## PROBLEM DETAILS
Can you reproduce every line of the material below word for word?

[Dataset rows on where objects appear]
_ _ _ _ _ _ _
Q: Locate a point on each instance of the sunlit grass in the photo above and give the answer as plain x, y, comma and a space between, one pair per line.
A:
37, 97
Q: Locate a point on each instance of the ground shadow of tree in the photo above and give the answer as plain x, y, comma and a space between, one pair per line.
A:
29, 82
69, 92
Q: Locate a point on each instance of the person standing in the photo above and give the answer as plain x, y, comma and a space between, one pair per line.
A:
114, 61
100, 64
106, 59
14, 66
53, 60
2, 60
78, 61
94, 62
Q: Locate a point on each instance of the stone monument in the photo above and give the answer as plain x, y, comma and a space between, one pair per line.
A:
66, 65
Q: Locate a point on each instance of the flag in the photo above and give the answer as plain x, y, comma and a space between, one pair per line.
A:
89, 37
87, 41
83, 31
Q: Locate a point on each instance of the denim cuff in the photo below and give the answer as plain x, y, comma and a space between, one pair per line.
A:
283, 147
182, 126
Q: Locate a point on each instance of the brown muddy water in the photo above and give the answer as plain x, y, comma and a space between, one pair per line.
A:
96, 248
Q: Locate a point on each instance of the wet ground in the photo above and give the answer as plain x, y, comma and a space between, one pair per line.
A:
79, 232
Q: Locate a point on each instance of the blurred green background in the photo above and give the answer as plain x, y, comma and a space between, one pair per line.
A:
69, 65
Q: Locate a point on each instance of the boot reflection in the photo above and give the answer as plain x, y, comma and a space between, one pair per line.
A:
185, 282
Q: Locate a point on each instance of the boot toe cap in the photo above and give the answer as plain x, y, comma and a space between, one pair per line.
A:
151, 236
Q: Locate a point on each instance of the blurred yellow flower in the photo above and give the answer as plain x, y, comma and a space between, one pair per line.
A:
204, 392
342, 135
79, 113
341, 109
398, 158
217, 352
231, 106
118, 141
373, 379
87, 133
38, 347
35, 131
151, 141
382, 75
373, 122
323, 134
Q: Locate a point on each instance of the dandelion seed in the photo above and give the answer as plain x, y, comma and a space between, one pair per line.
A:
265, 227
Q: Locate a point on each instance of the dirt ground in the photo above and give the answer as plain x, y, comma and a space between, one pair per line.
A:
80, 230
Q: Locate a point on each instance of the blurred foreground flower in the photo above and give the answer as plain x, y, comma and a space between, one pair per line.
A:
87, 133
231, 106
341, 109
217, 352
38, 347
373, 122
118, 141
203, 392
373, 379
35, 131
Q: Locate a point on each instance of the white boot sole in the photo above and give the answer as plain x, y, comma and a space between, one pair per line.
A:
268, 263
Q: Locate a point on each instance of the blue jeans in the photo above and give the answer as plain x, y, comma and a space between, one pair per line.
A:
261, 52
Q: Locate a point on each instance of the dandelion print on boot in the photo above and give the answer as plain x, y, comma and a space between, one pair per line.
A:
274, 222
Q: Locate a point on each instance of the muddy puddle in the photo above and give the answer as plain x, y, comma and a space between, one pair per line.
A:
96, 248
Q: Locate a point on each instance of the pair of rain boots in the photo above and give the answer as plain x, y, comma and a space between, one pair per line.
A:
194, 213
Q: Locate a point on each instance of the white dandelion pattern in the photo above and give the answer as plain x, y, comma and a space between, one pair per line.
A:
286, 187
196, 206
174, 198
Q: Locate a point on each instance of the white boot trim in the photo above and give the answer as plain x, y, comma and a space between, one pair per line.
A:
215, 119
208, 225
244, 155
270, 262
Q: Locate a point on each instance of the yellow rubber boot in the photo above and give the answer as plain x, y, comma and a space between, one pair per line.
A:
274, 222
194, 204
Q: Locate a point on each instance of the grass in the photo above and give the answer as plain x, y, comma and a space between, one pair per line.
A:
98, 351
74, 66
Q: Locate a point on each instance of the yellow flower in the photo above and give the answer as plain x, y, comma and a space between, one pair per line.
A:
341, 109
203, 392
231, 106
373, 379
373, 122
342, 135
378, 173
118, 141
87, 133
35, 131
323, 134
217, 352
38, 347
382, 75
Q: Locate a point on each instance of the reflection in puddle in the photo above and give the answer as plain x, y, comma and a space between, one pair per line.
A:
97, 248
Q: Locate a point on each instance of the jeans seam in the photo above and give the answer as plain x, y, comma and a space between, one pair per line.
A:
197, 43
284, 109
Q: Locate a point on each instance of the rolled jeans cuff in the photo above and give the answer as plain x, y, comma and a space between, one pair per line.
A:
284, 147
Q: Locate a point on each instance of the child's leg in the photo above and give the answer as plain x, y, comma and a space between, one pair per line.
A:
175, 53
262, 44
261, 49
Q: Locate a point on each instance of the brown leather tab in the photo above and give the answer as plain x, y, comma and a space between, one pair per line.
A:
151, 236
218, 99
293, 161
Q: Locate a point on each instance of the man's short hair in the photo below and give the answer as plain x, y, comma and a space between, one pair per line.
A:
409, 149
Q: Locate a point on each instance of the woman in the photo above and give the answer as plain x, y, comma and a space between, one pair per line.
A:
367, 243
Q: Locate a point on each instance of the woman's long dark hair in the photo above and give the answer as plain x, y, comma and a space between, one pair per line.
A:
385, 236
_ _ _ _ _ _ _
## COMPLETED TASK
Q: Locate a point on each instance of the sunlit grass in the photo above and give the answer as plain x, y, comma and a space between, one pair per line.
A:
37, 97
Q: Locate a point on each instance of the ground shadow of tree in the photo above and give the answer as plain x, y, comma and a space between, one pair per line.
A:
29, 82
69, 92
Q: Locate a point on each instance of the person standing in the photo above and give the answer as plain x, y, comma and a space between, one pair per line.
A:
114, 61
100, 64
106, 59
14, 66
53, 60
2, 60
78, 61
94, 62
Q: Locate a point on each instance of the stone monument in the photo above and give the answer as plain x, y, comma and a space between, one pair per line.
A:
66, 65
Q: Locate a point on each instance of the flag in the photo above and give the answer as plain x, y, comma and a space between, one pair per line.
A:
89, 37
87, 41
83, 31
Q: Locate a point on each instance of the denim cuff in the photo below and give the answer as plain x, y, comma and a space between, one pair per line.
A:
283, 147
182, 126
Q: Locate a point on each instance of the brown muddy water in the photo above and give the answer as plain x, y, comma and a space between, one pair per line.
A:
96, 248
Q: Locate a point on each instance of the wet ground in the photo above and give the answer as plain x, y, comma and a space between, one pair per line.
A:
79, 232
Q: Locate a point on each instance of the blurred green background in the photo above and give the answer as plain x, y, comma and a space between, one pair per line.
A:
69, 65
Q: Locate a point on each instance of the boot reflection in the photo above and give the answer as plain x, y, comma and a space between, one pair per line.
A:
185, 282
Q: Locate a point on each instance of the boot toe cap in the photo above and give the answer as plain x, y, comma and a space between, one pair per line.
A:
151, 236
Q: Locate a point on each instance of the blurred yellow flower in the photo above and give the answer as plain x, y, comma and a space between, one pair per line.
A:
204, 392
342, 135
79, 113
341, 109
398, 158
217, 352
231, 106
118, 141
373, 379
87, 133
38, 347
35, 131
151, 141
382, 75
373, 122
323, 134
Q: Locate a point on each instance of the dandelion seed in the photo above and give the answer as plain x, y, comma and a space between, one pair per line.
A:
265, 227
Q: Locate a point on each instance of the dirt ground in the photo above and give the answer as plain x, y, comma and a space between, one pair per line.
A:
80, 230
Q: Locate a point on each instance of the blurred foreground flower in the photo above and give the answer as plain x, y, comma and a space between, one pair per line.
A:
87, 133
231, 106
341, 109
217, 352
38, 347
373, 122
118, 141
203, 392
373, 379
35, 131
Q: Locate a point on each instance of the white boot sole in the photo above and give the answer as plain x, y, comma and a space between, one pair per line.
A:
268, 263
Q: Locate a point on each instance of the blue jeans in the photo above and give the answer as plain x, y, comma and a space between, one pair per line.
A:
261, 52
Q: Locate a point on each instance of the dandelion print on boot in the photo above and give the answer as plain x, y, comma and a space between, one pair per line.
A:
274, 222
Q: Locate a point on each instance of the muddy puddle in the photo above and give the answer as plain x, y, comma and a space between, one pair per line.
A:
96, 248
Q: Locate a point on each instance of the pair of rain boots in the photo above and give the answer as plain x, y, comma and a space between, one pair per line.
A:
194, 213
Q: Locate a point on each instance of the white dandelion pattern in the photo above and give the answer as plain x, y, comma and a space between, one pair per line.
A:
286, 187
196, 206
174, 198
Q: Locate a point on each instance of the white boot trim in the photo above and give the answer as plain x, y, comma and a space between, one pair per line.
A:
215, 119
208, 225
244, 155
270, 262
Q: Locate a point on each instance of the yellow rubber boot in the photo above and give the answer as plain x, y, comma and a space between, one pair per line.
A:
274, 222
194, 204
Q: Locate a point on each instance of the grass in the photo above and give the answer as plain x, y, comma and a space between, one pair per line.
A:
98, 351
74, 66
Q: Locate a point on each instance of the yellow flower in the photo above and give the answer as plain x, y, comma and a space between, one pair per line.
A:
341, 109
203, 392
231, 106
373, 379
373, 122
342, 135
378, 173
118, 141
87, 133
35, 131
323, 134
217, 352
38, 347
382, 75
Q: Locate a point on each instance of the reflection in puddle in the photo above and give the answer as plain x, y, comma and a space between, one pair per line.
A:
97, 248
Q: Locate a point on each instance of the jeans seam in the photo above and give the answer as plain x, y, comma and a space between, one pair per line.
A:
197, 43
284, 109
Q: Locate a point on each instance of the rolled jeans cuff in the photo above and give the answer as plain x, y, comma and a space between, one pair per line.
A:
284, 147
Q: Locate a point on each instance of the child's leg in the photo above and give the answer as plain x, y, comma and a space between, one pair per line.
A:
175, 53
262, 44
261, 49
Q: Locate a point on each instance of the brown leather tab in the photo above and give the answer as plain x, y, comma and a space between, one pair per line.
A:
151, 236
218, 99
293, 161
Q: Locate a point on each instance of the man's short hair in the photo below and give the answer as plain x, y, comma and a space between, one pair per line.
A:
409, 149
Q: Locate a point on each instance of the woman in the photo above and give the answer as plain x, y, comma and a space between, one pair per line.
A:
367, 243
Q: Locate a point on each instance of the woman's long dark hair in the photo above and give the answer as plain x, y, comma and a space between, one pair per line.
A:
385, 236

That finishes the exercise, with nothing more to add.